-- Instruções do exercício --
1. Com base na crônica «Meu outono», responda:
(a) Que profissões são atribuídas a Mariana Rodrigues?
(b) De que língua vem a palavra Yugen?
(c) Que data acompanha a crônica?
2. Continue a crônica «Meu outono» a partir da última frase apresentada.

-- Texto apresentado --
Meu outono

abril 2, 2023

Mariana Rodrigues – Psicóloga e cronista Sintetizar é uma ferramenta que muito me custa, mas ainda mais me fascina.

Mariana Rodrigues - Psicóloga e cronista

Sintetizar é uma ferramenta que muito me custa, mas ainda mais me fascina. Sempre concordei que certas imagens até valem mais que mil palavras, mas a minha verdade é que infinitas palavras não chegam nem perto de traduzir o que às vezes eu sinto.

Há muito tempo fiz as pazes com minhas tristezas, mas isso nunca foi garantia de que eu não as sentiria de tempos em tempos. É fato que hoje eu me angustio com muito mais qualidade.

Descobri recentemente que existe uma palavra em japonês que me caiu muito bem nos últimos dias: Yugen! Que traduz lindamente a noção profunda e misteriosa sobre a beleza do universo e a triste fascinação do sofrimento humano.

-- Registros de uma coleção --
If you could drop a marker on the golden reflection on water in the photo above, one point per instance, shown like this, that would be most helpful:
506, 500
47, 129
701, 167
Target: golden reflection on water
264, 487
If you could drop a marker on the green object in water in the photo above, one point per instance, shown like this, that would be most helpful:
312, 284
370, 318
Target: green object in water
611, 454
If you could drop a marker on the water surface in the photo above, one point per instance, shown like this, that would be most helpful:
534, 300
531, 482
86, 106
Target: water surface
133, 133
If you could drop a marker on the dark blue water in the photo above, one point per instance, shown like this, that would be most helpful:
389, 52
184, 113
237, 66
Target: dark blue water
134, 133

-- Resultados finais --
1.
(a) Psicóloga e cronista.
(b) Do japonês.
(c) 2 de abril de 2023.

2.
Certo dia, ouvi de uma criaturinha de 10 anos (um terço da minha existência) que nós somos a poeira desse universo e que isso relativiza tudo que podemos transformar em relevante. O fato é que me parece que quase tudo no percurso da vida, necessita de um caminho até a concepção. Então me respeitei como nunca e me abracei gentilmente enquanto chorava o desespero de parecer estar enlouquecendo.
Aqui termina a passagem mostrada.